## Entries provided
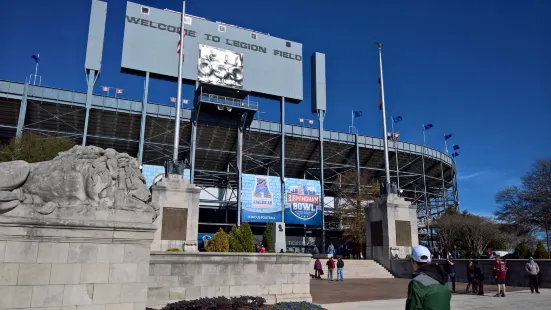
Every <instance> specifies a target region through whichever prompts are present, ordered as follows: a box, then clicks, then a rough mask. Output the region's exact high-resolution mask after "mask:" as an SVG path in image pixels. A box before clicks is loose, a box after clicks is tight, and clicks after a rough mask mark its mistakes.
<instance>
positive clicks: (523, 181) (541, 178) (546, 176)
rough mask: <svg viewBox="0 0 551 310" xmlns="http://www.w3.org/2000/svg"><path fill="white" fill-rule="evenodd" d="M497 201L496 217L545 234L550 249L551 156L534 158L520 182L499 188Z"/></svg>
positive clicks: (550, 218)
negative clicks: (501, 187) (517, 185)
mask: <svg viewBox="0 0 551 310" xmlns="http://www.w3.org/2000/svg"><path fill="white" fill-rule="evenodd" d="M496 202H497V203H498V204H499V205H500V208H499V210H497V211H496V212H495V213H494V215H495V216H496V218H497V219H498V220H500V221H502V222H504V223H507V224H512V225H517V226H525V227H530V228H533V229H536V230H537V231H540V232H542V233H545V237H546V243H547V251H550V250H551V248H550V240H549V230H550V226H551V158H549V159H547V160H537V161H536V162H535V163H534V165H533V166H532V169H531V171H530V172H529V173H528V174H526V175H525V176H524V177H523V178H522V185H521V186H520V187H519V186H509V187H506V188H504V189H502V190H500V191H499V192H498V193H497V194H496Z"/></svg>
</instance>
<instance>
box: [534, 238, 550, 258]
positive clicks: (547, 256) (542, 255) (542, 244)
mask: <svg viewBox="0 0 551 310" xmlns="http://www.w3.org/2000/svg"><path fill="white" fill-rule="evenodd" d="M534 258H535V259H549V253H548V252H547V250H546V249H545V246H544V245H543V243H542V242H541V241H540V242H538V246H537V247H536V251H535V252H534Z"/></svg>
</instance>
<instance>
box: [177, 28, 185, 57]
mask: <svg viewBox="0 0 551 310" xmlns="http://www.w3.org/2000/svg"><path fill="white" fill-rule="evenodd" d="M184 33H185V31H184ZM181 34H182V28H180V30H179V31H178V44H177V46H176V54H180V48H181V45H182V40H181ZM182 61H184V54H182Z"/></svg>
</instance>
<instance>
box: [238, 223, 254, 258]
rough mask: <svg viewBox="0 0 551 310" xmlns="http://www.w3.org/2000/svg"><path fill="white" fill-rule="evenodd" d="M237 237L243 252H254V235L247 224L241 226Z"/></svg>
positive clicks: (252, 231) (244, 224)
mask: <svg viewBox="0 0 551 310" xmlns="http://www.w3.org/2000/svg"><path fill="white" fill-rule="evenodd" d="M239 236H240V240H241V246H242V249H243V252H252V253H254V252H256V246H255V244H254V235H253V231H252V230H251V227H250V226H249V223H243V224H241V227H239Z"/></svg>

## The task
Set down all the lines above exactly as they appear, with no pictures.

## Solution below
Every <instance> specifies a target region through whichever prompts are present, ordered as follows: a box, then clicks, then a rough mask. Output the region's exact high-resolution mask after "mask:" as an SVG path in image pixels. A box before clicks is loose, a box after clicks is tight, and clicks after a rough mask mark its mistakes.
<instance>
positive clicks: (523, 181) (541, 178) (546, 176)
rough mask: <svg viewBox="0 0 551 310" xmlns="http://www.w3.org/2000/svg"><path fill="white" fill-rule="evenodd" d="M497 201L496 217L545 234L550 249L551 156L534 158L520 182L499 188Z"/></svg>
positive clicks: (550, 218)
negative clicks: (501, 187) (517, 185)
mask: <svg viewBox="0 0 551 310" xmlns="http://www.w3.org/2000/svg"><path fill="white" fill-rule="evenodd" d="M496 202H497V203H498V204H499V205H500V208H499V210H497V211H496V212H495V213H494V215H495V216H496V218H497V219H498V220H500V221H502V222H504V223H507V224H512V225H517V226H525V227H530V228H533V229H536V230H537V231H540V232H542V233H545V237H546V243H547V251H550V250H551V248H550V240H549V230H550V226H551V158H549V159H547V160H537V161H536V162H535V163H534V165H533V166H532V169H531V171H530V172H529V173H528V174H526V175H525V176H524V177H523V178H522V185H521V186H520V187H519V186H509V187H506V188H504V189H502V190H500V191H499V192H498V193H497V194H496Z"/></svg>
</instance>
<instance>
box: [534, 238, 550, 258]
positive clicks: (547, 256) (542, 255) (542, 244)
mask: <svg viewBox="0 0 551 310" xmlns="http://www.w3.org/2000/svg"><path fill="white" fill-rule="evenodd" d="M534 258H535V259H549V253H548V252H547V250H546V249H545V246H544V245H543V243H542V242H541V241H540V242H538V246H537V247H536V251H535V252H534Z"/></svg>
</instance>
<instance>
box: [177, 28, 185, 57]
mask: <svg viewBox="0 0 551 310" xmlns="http://www.w3.org/2000/svg"><path fill="white" fill-rule="evenodd" d="M184 33H185V31H184ZM181 34H182V28H180V30H179V31H178V44H177V46H176V54H180V48H181V45H182V40H181ZM182 61H184V54H182Z"/></svg>
</instance>
<instance>
box: [238, 223, 254, 258]
rough mask: <svg viewBox="0 0 551 310" xmlns="http://www.w3.org/2000/svg"><path fill="white" fill-rule="evenodd" d="M237 237L243 252H254V235L247 224L241 226Z"/></svg>
positive clicks: (252, 231) (244, 224)
mask: <svg viewBox="0 0 551 310" xmlns="http://www.w3.org/2000/svg"><path fill="white" fill-rule="evenodd" d="M239 236H240V240H241V246H242V249H243V252H252V253H254V252H256V246H255V244H254V235H253V231H252V230H251V227H250V226H249V223H243V224H241V227H239Z"/></svg>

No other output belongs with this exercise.